#### [Reading passage]
-- begin --

Upon an investigation by Child Protective Services (CPS), their findings may be referred to the local County Attorney for the filing of a neglect petition in the New York State Family Court. Once a neglect petition is filed the County can ask for the subject of the petition, usually the parents, to comply with certain directives such as drug/alcohol treatment and/or seek removal of the children into foster care. An Article 10 proceeding under the Family Court act is very serious and a skilled family law attorney is necessary.
Removal of children into foster care is every parent’s worst nightmare. With respect to neglect it is important to understand what needs to be proved in a neglect proceeding. Below is the law as it pertains to neglect and examples where neglect was found in two cases.
Most recently, at the Rockland County Family Court our family law attorneys had a neglect petition dismissed in the middle of trial as the Rockland County Attorney and CPS could not prove that the children were neglected. In that matter a report had been made to CPS that the parents abused drugs and alcohol and drove drunk with their children in the car. Fortunately, our family court attorneys were able to challenge the evidence by CPS and prove that the report was not credible and there were no safety concerns regarding the children. The children that had previously been removed from their parent’s care were immediately returned.

-- end --

#### [Supplied material]

-- begin --

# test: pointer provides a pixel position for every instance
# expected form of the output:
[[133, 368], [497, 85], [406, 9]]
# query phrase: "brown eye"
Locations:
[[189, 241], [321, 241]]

-- end --

#### [Things to do]
1: Decide whether each statement agrees with the passage on neglect petitions. Answer yes or no and quote the words from the passage that settle it.
(a) A neglect petition is filed in the New York State Family Court.
(b) In the Rockland County matter, the petition was dismissed after the trial had concluded.
(c) In the Rockland County matter, the children who had been removed went back to their parents.
2: Resume the passage on neglect petitions where its final sentence ends, and keep writing from that point.
The records were taken from a different source than the passage on neglect petitions.

#### [Results in order]
1:
(a) Yes: "for the filing of a neglect petition in the New York State Family Court"
(b) No: "had a neglect petition dismissed in the middle of trial"
(c) Yes: "The children that had previously been removed from their parent’s care were immediately returned."

2:
To understand neglect, a child is neglected when his or her physical, mental or emotional condition has been impaired or is in imminent danger of becoming impaired as a result of the failure of his or her parent to exercise a minimum degree of care in providing the child with proper supervision or guardianship by misusing a drug or drugs or alcoholic beverages to the extent that the parent loses self-control of his or her actions. FCA 1012(f)(i)(B).
For a finding of neglect, there must be proof of actual or imminent physical, emotional, or mental impairment to a child, and proof that any such actual or imminent impairment is a "consequence of the parent's failure to exercise a minimum degree of parental care" (Matter of Christian J.S. (Jodi A.F.), 132 A.D.3d 1355; Matter of Afton C. [James C.], 17 NY3d 1, 9, 950 NE2d 101, 926 NYS2d 365 ; see Family Ct Act § 1012 [f] [i]).
As the Court of Appeals has explained, "[t]he statute . . . imposes two requirements for a finding of neglect, which must be established by a preponderance of the evidence . . . First, there must be proof of actual (or imminent danger of) physical, emotional or mental impairment to the child . . . Second, any impairment, actual or imminent, must be a consequence of the parent's failure to exercise a minimum degree of parental care . . . This is an objective test that asks whether a reasonable and prudent parent [would] have so acted, or failed to act, under the circumstances" (Matter of Afton C. [James C.], 17 NY3d 1, 9, 950 NE2d 101, 926 NYS2d 365  [internal quotation marks omitted]).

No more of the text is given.